- **Exercise task A**: Among the entries, starting with the line containing "form [(252, 65)]." and going on through the line containing "[(207, 217)]", swap "gray leggings" for "black leggings" and give those lines again with nothing else changed.

---- Excerpted passage

2. Is what I’m doing adding value? It’s important to acknowledge the fact that you’ll burn out members of your church with too many events. Less is more. If what I’m planning is going to add value to the lives of my families, I can’t be planning a million other things around it. We plan one retreat a year, one-to-two large events and then several small get-togethers for our students and families. By focusing on fewer larger things we have the ability to do them well.
3. What can I realistically do? My eyes can be bigger than my stomach. I love to dream big but sometimes those dreams are way too big for what I can realistically do and do well. Of course I’d love to have the biggest and brightest – but honestly, your students don’t need that. They need you. They need their leaders. I’ve seen some amazing summer camps that operated on shoestring budgets because that was the reality of their limitations. Your students won’t remember how much you spent on stuff for your retreat, they’re going to remember how well you loved them.

--------
---- Records supplied

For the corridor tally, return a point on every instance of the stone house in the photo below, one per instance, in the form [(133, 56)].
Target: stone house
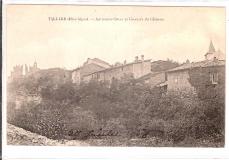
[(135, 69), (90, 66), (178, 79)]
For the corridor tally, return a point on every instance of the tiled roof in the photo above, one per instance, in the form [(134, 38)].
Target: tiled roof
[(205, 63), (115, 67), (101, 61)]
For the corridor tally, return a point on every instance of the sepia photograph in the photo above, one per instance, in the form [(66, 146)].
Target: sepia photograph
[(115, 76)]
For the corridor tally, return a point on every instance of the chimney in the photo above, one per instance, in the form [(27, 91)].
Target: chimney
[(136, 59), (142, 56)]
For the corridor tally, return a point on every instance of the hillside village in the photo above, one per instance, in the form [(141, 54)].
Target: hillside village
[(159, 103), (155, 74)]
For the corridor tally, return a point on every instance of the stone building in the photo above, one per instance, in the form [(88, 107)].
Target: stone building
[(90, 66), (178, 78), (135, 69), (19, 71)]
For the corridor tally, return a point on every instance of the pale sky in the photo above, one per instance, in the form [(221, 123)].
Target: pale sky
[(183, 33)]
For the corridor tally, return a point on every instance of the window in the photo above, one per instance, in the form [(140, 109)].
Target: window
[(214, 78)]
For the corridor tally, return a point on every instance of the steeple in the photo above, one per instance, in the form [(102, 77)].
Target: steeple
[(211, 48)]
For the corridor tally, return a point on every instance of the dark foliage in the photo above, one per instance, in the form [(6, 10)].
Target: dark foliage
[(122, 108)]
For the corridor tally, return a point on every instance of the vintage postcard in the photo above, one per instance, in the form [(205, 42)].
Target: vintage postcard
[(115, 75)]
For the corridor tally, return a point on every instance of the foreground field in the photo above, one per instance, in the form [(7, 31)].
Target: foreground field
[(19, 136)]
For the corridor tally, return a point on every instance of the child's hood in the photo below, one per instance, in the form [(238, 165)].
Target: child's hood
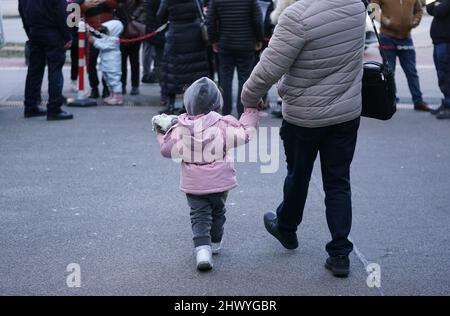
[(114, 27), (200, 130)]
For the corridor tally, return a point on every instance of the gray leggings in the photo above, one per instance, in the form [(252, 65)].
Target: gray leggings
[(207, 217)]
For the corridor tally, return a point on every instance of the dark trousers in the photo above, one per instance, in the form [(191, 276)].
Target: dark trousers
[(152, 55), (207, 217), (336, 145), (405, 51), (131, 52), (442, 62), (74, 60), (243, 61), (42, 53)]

--------
---- Records supplied

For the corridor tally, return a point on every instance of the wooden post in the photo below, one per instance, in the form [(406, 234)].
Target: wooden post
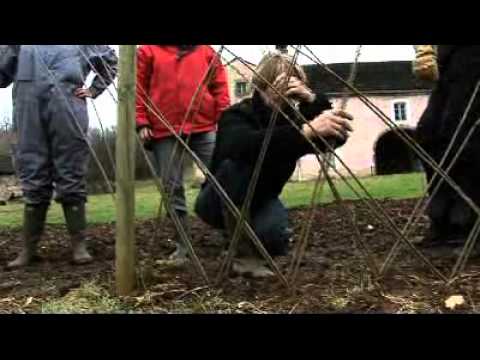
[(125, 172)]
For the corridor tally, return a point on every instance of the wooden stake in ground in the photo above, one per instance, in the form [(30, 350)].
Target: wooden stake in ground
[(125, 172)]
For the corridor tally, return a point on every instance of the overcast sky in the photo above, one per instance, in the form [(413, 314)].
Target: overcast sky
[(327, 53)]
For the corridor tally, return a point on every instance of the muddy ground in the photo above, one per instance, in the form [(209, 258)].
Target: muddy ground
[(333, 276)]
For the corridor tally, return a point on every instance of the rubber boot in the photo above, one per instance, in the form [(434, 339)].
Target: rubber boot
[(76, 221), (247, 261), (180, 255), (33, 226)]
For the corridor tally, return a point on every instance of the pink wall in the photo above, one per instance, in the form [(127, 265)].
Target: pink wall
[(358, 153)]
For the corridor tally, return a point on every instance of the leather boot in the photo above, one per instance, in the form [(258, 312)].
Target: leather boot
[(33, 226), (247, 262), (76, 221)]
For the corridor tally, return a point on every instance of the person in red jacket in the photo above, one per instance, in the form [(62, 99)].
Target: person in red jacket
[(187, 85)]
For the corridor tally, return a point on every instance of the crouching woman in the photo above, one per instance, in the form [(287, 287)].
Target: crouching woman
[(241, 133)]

--------

- **Exercise task B**:
Answer these questions using the passage on planning church events:
(i) How many retreats are planned each year?
(ii) What is said to have operated on shoestring budgets?
(iii) What will students remember, according to the passage?

- **Full answer A**:
For the corridor tally, return a point on every instance of the black leggings in the photo above, one per instance, in the form [(252, 65)].
Target: black leggings
[(207, 217)]

- **Full answer B**:
(i) One retreat a year.
(ii) Some amazing summer camps.
(iii) How well you loved them.